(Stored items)

>>>

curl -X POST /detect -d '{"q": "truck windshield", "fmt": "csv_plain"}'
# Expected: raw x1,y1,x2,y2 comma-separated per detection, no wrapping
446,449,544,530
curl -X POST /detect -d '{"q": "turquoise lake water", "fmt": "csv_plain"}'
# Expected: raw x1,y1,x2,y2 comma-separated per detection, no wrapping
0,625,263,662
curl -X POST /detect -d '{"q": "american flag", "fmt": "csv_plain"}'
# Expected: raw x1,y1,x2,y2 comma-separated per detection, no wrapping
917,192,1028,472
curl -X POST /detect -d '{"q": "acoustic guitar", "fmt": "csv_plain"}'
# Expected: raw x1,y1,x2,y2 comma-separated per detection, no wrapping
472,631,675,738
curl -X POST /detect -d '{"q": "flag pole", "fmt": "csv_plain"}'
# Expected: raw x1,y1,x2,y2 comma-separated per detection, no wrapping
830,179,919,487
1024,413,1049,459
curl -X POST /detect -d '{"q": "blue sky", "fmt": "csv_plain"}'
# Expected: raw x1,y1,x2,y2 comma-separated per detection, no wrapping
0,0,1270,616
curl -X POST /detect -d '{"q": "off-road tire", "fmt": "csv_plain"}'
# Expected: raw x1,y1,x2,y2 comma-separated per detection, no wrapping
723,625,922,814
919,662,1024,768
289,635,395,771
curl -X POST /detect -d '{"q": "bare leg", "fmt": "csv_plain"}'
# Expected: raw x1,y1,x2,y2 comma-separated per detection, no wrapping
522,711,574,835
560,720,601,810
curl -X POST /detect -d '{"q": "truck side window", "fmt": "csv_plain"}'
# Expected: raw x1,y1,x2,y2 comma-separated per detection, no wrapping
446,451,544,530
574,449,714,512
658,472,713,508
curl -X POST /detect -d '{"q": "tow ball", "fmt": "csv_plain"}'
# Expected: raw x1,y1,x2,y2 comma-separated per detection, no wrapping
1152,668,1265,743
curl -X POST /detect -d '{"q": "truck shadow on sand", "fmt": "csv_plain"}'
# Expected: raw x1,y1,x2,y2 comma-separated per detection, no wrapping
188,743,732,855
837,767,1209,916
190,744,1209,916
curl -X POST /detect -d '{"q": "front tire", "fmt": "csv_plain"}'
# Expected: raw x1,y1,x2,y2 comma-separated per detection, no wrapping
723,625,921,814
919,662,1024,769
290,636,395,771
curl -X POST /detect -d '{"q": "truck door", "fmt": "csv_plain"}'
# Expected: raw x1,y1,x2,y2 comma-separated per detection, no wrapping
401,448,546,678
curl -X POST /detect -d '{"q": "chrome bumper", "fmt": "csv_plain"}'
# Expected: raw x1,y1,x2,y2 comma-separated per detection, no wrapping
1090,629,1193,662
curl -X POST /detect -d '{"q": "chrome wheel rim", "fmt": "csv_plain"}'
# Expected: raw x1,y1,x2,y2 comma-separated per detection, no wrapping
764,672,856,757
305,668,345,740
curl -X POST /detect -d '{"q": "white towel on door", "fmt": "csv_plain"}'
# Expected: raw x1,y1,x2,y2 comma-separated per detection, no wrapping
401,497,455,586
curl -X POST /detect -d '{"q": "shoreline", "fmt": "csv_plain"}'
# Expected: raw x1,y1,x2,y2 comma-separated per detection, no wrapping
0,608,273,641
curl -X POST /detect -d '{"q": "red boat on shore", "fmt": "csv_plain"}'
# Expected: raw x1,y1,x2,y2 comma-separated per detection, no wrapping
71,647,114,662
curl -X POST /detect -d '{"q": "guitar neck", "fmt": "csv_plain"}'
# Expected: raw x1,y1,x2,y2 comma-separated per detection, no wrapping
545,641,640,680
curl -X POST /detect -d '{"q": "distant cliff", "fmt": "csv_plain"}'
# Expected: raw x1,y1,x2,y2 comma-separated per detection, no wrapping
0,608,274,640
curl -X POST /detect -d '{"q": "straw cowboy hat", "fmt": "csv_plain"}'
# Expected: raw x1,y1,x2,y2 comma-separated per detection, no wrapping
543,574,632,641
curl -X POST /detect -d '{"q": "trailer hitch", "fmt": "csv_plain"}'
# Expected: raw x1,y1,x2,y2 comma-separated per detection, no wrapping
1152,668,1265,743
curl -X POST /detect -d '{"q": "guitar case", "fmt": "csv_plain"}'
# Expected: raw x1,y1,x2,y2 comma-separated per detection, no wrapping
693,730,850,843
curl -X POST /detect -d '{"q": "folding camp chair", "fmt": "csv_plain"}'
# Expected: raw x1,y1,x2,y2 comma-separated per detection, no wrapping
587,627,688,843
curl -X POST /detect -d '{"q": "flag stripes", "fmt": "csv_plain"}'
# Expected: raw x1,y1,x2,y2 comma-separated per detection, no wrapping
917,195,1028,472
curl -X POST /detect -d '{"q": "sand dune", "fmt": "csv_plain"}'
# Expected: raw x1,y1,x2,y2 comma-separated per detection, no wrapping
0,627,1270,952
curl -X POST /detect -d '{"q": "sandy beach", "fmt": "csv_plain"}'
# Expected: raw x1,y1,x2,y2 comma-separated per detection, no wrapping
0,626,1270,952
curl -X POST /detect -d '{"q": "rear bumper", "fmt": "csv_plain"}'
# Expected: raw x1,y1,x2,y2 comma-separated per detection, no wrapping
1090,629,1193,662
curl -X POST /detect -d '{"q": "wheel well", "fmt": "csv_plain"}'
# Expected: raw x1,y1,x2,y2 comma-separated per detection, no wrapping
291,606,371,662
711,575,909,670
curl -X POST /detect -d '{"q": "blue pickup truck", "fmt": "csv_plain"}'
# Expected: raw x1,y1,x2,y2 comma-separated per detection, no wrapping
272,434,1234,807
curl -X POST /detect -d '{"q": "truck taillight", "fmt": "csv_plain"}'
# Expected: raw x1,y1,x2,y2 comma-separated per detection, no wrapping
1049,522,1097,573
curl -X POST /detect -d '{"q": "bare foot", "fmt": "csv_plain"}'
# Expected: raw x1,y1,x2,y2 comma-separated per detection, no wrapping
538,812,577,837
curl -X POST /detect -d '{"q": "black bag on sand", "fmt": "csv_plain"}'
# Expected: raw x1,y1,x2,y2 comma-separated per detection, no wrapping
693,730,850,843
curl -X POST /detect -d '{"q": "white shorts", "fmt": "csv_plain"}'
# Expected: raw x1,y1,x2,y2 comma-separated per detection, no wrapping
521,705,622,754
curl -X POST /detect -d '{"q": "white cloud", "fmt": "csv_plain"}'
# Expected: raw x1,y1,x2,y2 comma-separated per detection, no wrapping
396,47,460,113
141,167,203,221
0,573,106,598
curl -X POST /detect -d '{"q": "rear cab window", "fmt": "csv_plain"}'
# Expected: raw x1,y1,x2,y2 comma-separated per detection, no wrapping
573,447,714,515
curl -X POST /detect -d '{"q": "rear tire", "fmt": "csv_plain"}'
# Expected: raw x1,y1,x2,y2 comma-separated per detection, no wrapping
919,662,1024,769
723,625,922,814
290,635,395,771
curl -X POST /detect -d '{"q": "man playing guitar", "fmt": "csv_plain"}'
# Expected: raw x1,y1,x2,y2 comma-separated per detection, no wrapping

<<<

#### EXERCISE OBJECTIVE
Count the rows above that contain the string "wheel". Give only the number.

#### SOLUTION BELOW
2